* start *
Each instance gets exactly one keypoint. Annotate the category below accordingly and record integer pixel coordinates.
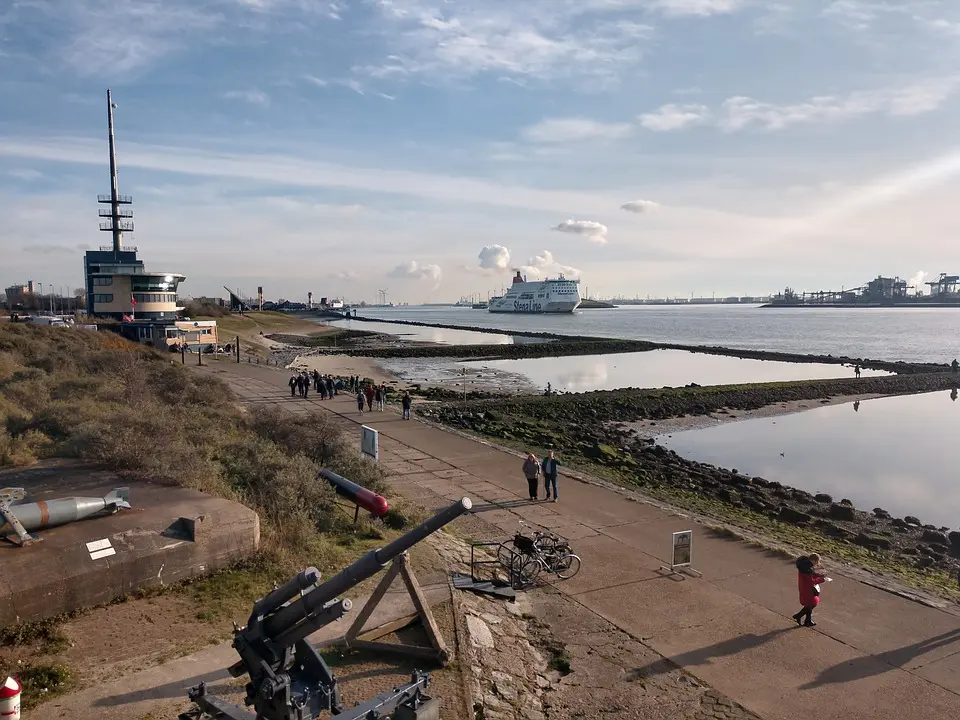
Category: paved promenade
(873, 655)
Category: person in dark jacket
(808, 583)
(531, 471)
(549, 467)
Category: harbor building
(117, 283)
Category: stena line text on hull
(538, 296)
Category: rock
(934, 536)
(872, 542)
(794, 517)
(842, 512)
(480, 634)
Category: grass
(94, 397)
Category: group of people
(534, 469)
(301, 382)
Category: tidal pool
(657, 368)
(896, 453)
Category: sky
(429, 147)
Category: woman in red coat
(808, 583)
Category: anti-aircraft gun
(289, 680)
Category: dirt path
(873, 655)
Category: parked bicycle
(524, 557)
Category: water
(909, 334)
(442, 336)
(896, 453)
(657, 368)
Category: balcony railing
(124, 225)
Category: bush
(95, 397)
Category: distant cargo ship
(881, 292)
(539, 296)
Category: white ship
(539, 296)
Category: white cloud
(414, 271)
(675, 117)
(640, 206)
(545, 264)
(740, 112)
(254, 97)
(593, 231)
(572, 129)
(494, 257)
(536, 39)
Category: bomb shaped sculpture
(19, 518)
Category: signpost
(681, 555)
(370, 443)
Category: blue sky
(661, 147)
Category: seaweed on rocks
(589, 429)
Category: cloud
(494, 257)
(593, 231)
(572, 129)
(545, 264)
(254, 97)
(740, 112)
(675, 117)
(414, 271)
(537, 39)
(42, 249)
(640, 206)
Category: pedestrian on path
(808, 583)
(531, 470)
(549, 467)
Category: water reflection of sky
(427, 334)
(658, 368)
(895, 453)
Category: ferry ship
(539, 296)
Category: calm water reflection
(895, 453)
(429, 334)
(657, 368)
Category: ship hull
(528, 308)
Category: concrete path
(873, 655)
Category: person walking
(531, 470)
(808, 583)
(549, 467)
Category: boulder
(794, 517)
(934, 536)
(842, 512)
(872, 542)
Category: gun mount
(289, 680)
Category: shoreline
(564, 345)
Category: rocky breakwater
(589, 430)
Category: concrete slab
(151, 543)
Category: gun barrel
(281, 622)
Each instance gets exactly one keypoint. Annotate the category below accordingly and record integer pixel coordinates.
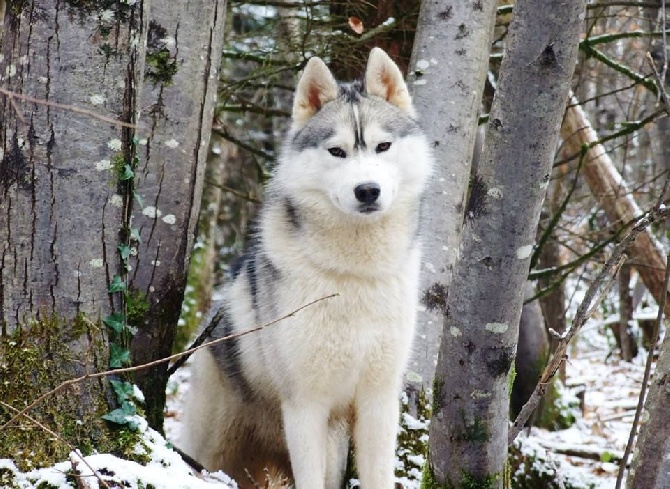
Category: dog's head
(359, 143)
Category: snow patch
(524, 252)
(498, 328)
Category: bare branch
(117, 371)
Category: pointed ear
(384, 79)
(316, 87)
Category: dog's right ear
(316, 87)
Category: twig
(199, 341)
(57, 437)
(117, 371)
(585, 309)
(12, 95)
(659, 81)
(645, 378)
(231, 190)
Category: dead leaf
(356, 25)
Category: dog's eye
(381, 147)
(337, 152)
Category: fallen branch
(117, 371)
(60, 439)
(584, 311)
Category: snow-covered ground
(587, 451)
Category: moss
(468, 481)
(38, 356)
(196, 296)
(161, 66)
(557, 411)
(137, 307)
(412, 436)
(477, 431)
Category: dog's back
(341, 217)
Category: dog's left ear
(384, 79)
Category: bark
(59, 220)
(183, 57)
(613, 194)
(68, 197)
(468, 431)
(625, 338)
(447, 73)
(651, 465)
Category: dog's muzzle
(367, 194)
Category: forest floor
(603, 388)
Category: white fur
(333, 370)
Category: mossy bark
(59, 214)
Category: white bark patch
(495, 192)
(114, 145)
(116, 200)
(97, 100)
(477, 394)
(524, 252)
(497, 328)
(103, 165)
(169, 219)
(151, 212)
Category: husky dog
(341, 217)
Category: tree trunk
(183, 57)
(60, 213)
(613, 194)
(468, 431)
(70, 184)
(650, 468)
(447, 73)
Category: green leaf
(117, 285)
(118, 356)
(139, 200)
(115, 321)
(127, 173)
(117, 416)
(124, 251)
(135, 235)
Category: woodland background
(132, 167)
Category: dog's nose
(367, 193)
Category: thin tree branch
(645, 380)
(117, 371)
(59, 438)
(585, 309)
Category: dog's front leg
(375, 432)
(306, 427)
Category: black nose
(367, 193)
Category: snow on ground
(609, 387)
(586, 451)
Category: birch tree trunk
(468, 431)
(183, 57)
(70, 185)
(613, 194)
(650, 468)
(447, 74)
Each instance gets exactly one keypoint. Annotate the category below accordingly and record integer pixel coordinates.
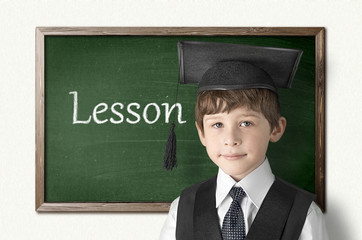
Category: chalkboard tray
(103, 113)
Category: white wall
(18, 19)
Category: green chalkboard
(107, 101)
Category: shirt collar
(256, 184)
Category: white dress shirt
(256, 185)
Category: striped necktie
(233, 227)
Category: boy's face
(237, 141)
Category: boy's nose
(232, 138)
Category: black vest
(281, 215)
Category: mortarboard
(226, 66)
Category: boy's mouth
(233, 156)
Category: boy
(237, 113)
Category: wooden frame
(41, 32)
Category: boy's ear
(278, 131)
(201, 134)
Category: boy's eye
(217, 125)
(246, 124)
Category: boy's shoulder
(210, 183)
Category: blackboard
(104, 98)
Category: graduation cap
(226, 66)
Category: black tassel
(169, 159)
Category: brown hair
(218, 101)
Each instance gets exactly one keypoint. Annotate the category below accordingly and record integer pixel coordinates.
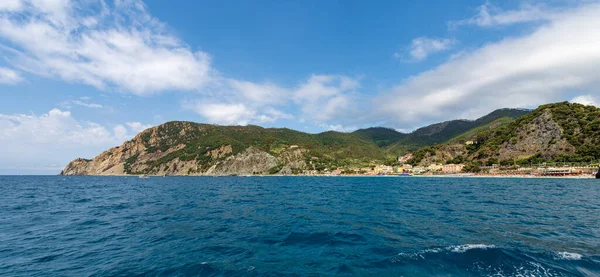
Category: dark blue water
(298, 226)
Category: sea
(298, 226)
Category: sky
(79, 77)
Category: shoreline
(466, 175)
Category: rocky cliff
(186, 148)
(555, 132)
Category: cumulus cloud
(118, 46)
(49, 141)
(86, 104)
(422, 47)
(9, 76)
(587, 100)
(137, 127)
(543, 66)
(319, 99)
(489, 15)
(10, 5)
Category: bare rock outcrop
(250, 161)
(541, 136)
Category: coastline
(465, 175)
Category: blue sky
(78, 77)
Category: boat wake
(489, 260)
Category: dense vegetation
(332, 149)
(579, 126)
(445, 131)
(189, 141)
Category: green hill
(559, 132)
(445, 131)
(381, 136)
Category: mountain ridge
(188, 148)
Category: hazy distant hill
(381, 136)
(554, 132)
(445, 131)
(562, 131)
(194, 148)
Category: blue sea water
(298, 226)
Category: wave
(490, 260)
(466, 247)
(569, 256)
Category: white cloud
(587, 100)
(542, 66)
(422, 47)
(11, 5)
(49, 141)
(260, 94)
(86, 104)
(226, 114)
(9, 76)
(319, 99)
(326, 97)
(489, 15)
(120, 46)
(137, 127)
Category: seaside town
(437, 169)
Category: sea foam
(569, 256)
(466, 247)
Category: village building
(435, 167)
(452, 168)
(384, 169)
(405, 158)
(419, 170)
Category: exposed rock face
(543, 135)
(251, 161)
(443, 154)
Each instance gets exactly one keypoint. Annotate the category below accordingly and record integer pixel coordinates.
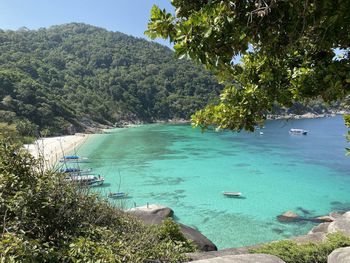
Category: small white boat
(232, 194)
(76, 171)
(298, 131)
(86, 180)
(117, 195)
(73, 158)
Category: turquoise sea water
(187, 170)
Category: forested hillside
(65, 78)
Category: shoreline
(52, 149)
(309, 115)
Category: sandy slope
(53, 148)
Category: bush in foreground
(44, 219)
(291, 252)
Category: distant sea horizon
(180, 167)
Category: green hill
(69, 77)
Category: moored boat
(117, 195)
(232, 194)
(298, 131)
(77, 171)
(86, 180)
(73, 158)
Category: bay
(182, 168)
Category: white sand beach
(52, 149)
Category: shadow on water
(340, 206)
(235, 197)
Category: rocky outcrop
(155, 214)
(324, 219)
(245, 258)
(340, 255)
(323, 228)
(152, 214)
(317, 237)
(288, 216)
(341, 224)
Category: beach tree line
(66, 78)
(45, 219)
(288, 50)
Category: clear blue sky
(127, 16)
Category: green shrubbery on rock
(45, 219)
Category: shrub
(45, 219)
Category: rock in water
(155, 214)
(340, 255)
(288, 216)
(341, 224)
(203, 243)
(160, 210)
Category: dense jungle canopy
(292, 50)
(69, 77)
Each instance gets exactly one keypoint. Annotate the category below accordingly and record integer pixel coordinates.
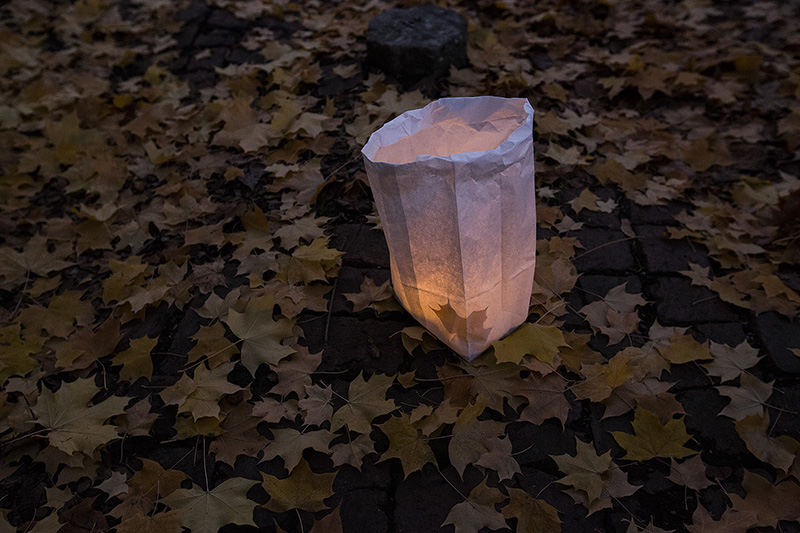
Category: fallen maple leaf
(73, 425)
(540, 341)
(652, 439)
(406, 444)
(303, 489)
(261, 336)
(365, 401)
(206, 511)
(533, 514)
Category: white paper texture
(454, 186)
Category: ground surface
(197, 330)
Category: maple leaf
(780, 452)
(470, 328)
(746, 399)
(262, 337)
(316, 404)
(365, 401)
(586, 470)
(471, 438)
(200, 395)
(73, 425)
(289, 444)
(306, 228)
(477, 511)
(546, 399)
(729, 362)
(406, 444)
(602, 379)
(164, 522)
(303, 489)
(379, 297)
(35, 258)
(497, 456)
(311, 262)
(767, 503)
(272, 410)
(238, 435)
(542, 342)
(690, 473)
(533, 515)
(206, 511)
(614, 315)
(212, 344)
(353, 451)
(17, 351)
(683, 349)
(136, 360)
(145, 486)
(294, 373)
(585, 200)
(652, 439)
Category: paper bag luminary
(454, 186)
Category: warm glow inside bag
(454, 186)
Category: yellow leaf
(540, 341)
(652, 439)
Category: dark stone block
(353, 343)
(371, 476)
(424, 498)
(216, 38)
(196, 11)
(548, 438)
(594, 287)
(779, 335)
(662, 254)
(418, 42)
(363, 245)
(655, 214)
(595, 218)
(715, 433)
(680, 303)
(732, 333)
(349, 281)
(787, 422)
(220, 18)
(363, 510)
(599, 255)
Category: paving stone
(356, 343)
(216, 38)
(731, 333)
(662, 254)
(779, 334)
(349, 280)
(221, 18)
(423, 499)
(655, 214)
(596, 286)
(611, 257)
(790, 276)
(788, 398)
(371, 476)
(418, 42)
(363, 510)
(594, 218)
(716, 433)
(363, 245)
(680, 303)
(547, 438)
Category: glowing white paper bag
(454, 187)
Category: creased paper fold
(454, 186)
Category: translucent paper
(454, 187)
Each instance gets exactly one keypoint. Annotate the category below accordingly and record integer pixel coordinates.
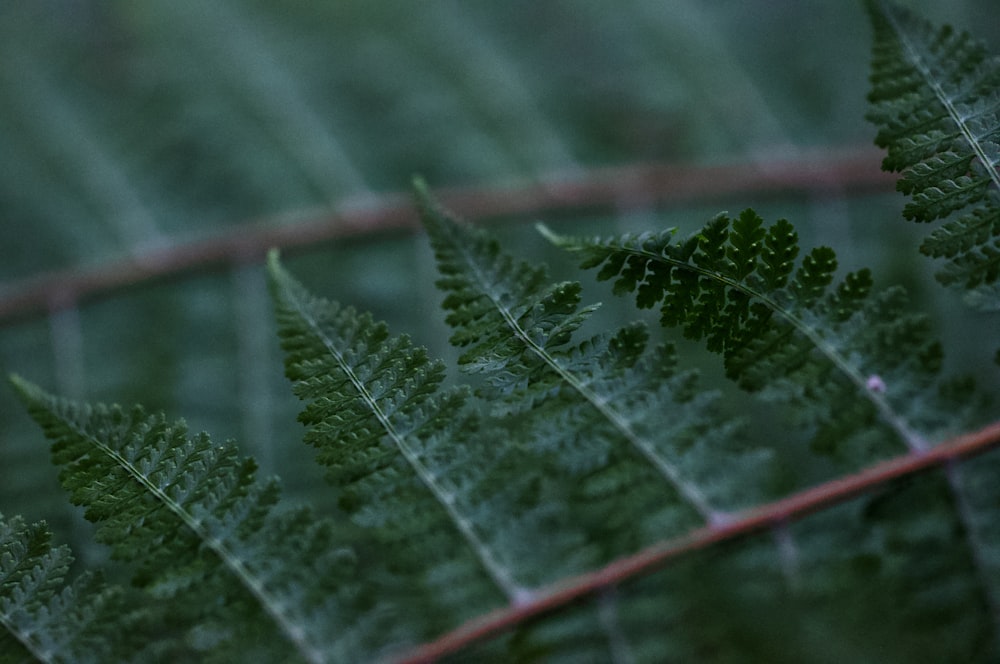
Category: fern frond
(46, 618)
(607, 408)
(195, 524)
(390, 439)
(935, 100)
(847, 356)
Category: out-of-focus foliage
(130, 126)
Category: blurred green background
(127, 127)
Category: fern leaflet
(47, 617)
(390, 439)
(177, 507)
(843, 353)
(597, 398)
(936, 100)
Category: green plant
(580, 497)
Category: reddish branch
(826, 173)
(761, 518)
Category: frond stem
(763, 517)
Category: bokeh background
(130, 128)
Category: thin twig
(766, 516)
(830, 172)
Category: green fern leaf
(785, 329)
(196, 526)
(48, 619)
(935, 100)
(605, 408)
(392, 441)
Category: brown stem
(634, 186)
(769, 515)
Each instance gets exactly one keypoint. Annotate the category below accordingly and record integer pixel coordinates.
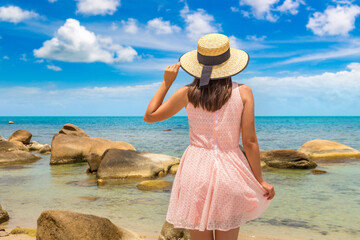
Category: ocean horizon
(306, 206)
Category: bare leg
(201, 235)
(232, 234)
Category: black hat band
(208, 62)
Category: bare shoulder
(183, 92)
(245, 92)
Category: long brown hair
(212, 97)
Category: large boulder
(17, 157)
(4, 216)
(65, 225)
(73, 145)
(119, 163)
(45, 149)
(34, 146)
(6, 146)
(21, 135)
(286, 158)
(320, 148)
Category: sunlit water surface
(306, 206)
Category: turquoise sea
(306, 206)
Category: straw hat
(214, 59)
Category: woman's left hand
(171, 73)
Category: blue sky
(107, 57)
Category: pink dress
(214, 187)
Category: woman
(215, 188)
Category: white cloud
(74, 43)
(339, 20)
(268, 9)
(162, 27)
(353, 50)
(198, 22)
(342, 84)
(23, 57)
(255, 38)
(97, 7)
(130, 26)
(54, 68)
(290, 6)
(261, 9)
(234, 9)
(15, 14)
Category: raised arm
(158, 111)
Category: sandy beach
(145, 236)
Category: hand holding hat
(171, 73)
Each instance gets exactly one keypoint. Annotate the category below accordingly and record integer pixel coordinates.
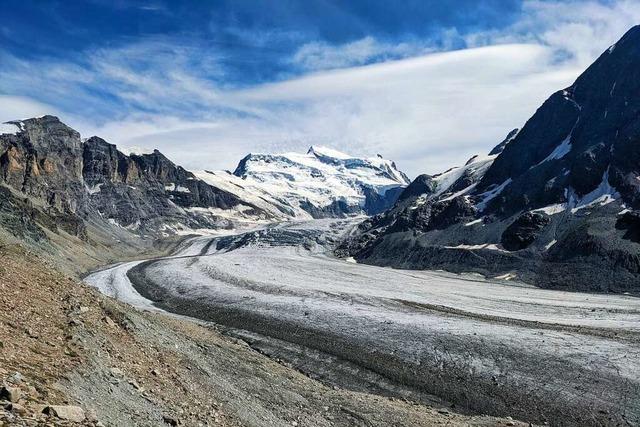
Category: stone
(169, 420)
(16, 408)
(116, 372)
(66, 412)
(12, 394)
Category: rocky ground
(71, 356)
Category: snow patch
(602, 195)
(477, 221)
(552, 209)
(487, 196)
(9, 129)
(489, 246)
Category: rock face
(138, 189)
(324, 182)
(53, 179)
(544, 203)
(523, 231)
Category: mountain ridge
(555, 204)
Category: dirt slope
(63, 343)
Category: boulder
(65, 412)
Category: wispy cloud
(427, 110)
(315, 56)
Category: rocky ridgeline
(556, 203)
(70, 183)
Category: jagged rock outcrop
(62, 183)
(549, 201)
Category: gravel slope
(488, 347)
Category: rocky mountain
(323, 182)
(557, 203)
(53, 181)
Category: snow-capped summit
(323, 182)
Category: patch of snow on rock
(9, 129)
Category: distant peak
(320, 151)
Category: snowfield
(489, 346)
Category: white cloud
(323, 56)
(19, 107)
(428, 112)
* end *
Retype only the lines above from the one with "Category: bare leg" through the last, both ends included, keeping every picture out of the copy.

Category: bare leg
(201, 235)
(232, 234)
Category: black hat band
(208, 62)
Category: bare shoulder
(183, 92)
(245, 92)
Category: long brown hair
(212, 97)
Category: large boulder
(17, 157)
(4, 216)
(65, 225)
(73, 145)
(119, 163)
(45, 149)
(34, 146)
(6, 146)
(21, 135)
(286, 158)
(320, 148)
Category: sunlit water surface
(306, 206)
Category: turquoise sea
(306, 206)
Category: straw hat
(214, 59)
Category: woman's left hand
(171, 73)
Category: blue sky
(107, 57)
Category: pink dress
(214, 187)
Category: woman
(215, 188)
Category: white cloud
(74, 43)
(339, 20)
(268, 9)
(162, 27)
(353, 50)
(198, 22)
(342, 84)
(23, 57)
(255, 38)
(97, 7)
(130, 26)
(54, 68)
(290, 6)
(261, 9)
(234, 9)
(15, 14)
Category: raised arm
(158, 111)
Category: sandy beach
(145, 236)
Category: hand holding hat
(171, 73)
Each instance gets exactly one keypoint. Annotate the category below accordingly and record integer pixel coordinates.
Category: stone
(169, 420)
(16, 408)
(116, 372)
(66, 412)
(12, 394)
Category: rocky ground
(71, 356)
Category: snow patch
(602, 195)
(477, 221)
(552, 209)
(487, 196)
(9, 129)
(489, 246)
Category: rock face
(138, 189)
(324, 182)
(53, 179)
(544, 203)
(523, 231)
Category: mountain ridge
(555, 204)
Category: dirt slope
(63, 343)
Category: boulder
(65, 412)
Category: wispy cloud
(427, 110)
(315, 56)
Category: rocky ridgeline
(556, 203)
(70, 183)
Category: jagged rock outcrop
(62, 183)
(549, 201)
Category: gravel slope
(488, 347)
Category: rocky mountain
(323, 182)
(557, 203)
(53, 181)
Category: snow-capped summit
(323, 182)
Category: patch of snow on rock
(9, 129)
Category: distant peak
(320, 151)
Category: snowfield
(489, 346)
Category: white cloud
(323, 56)
(19, 107)
(428, 112)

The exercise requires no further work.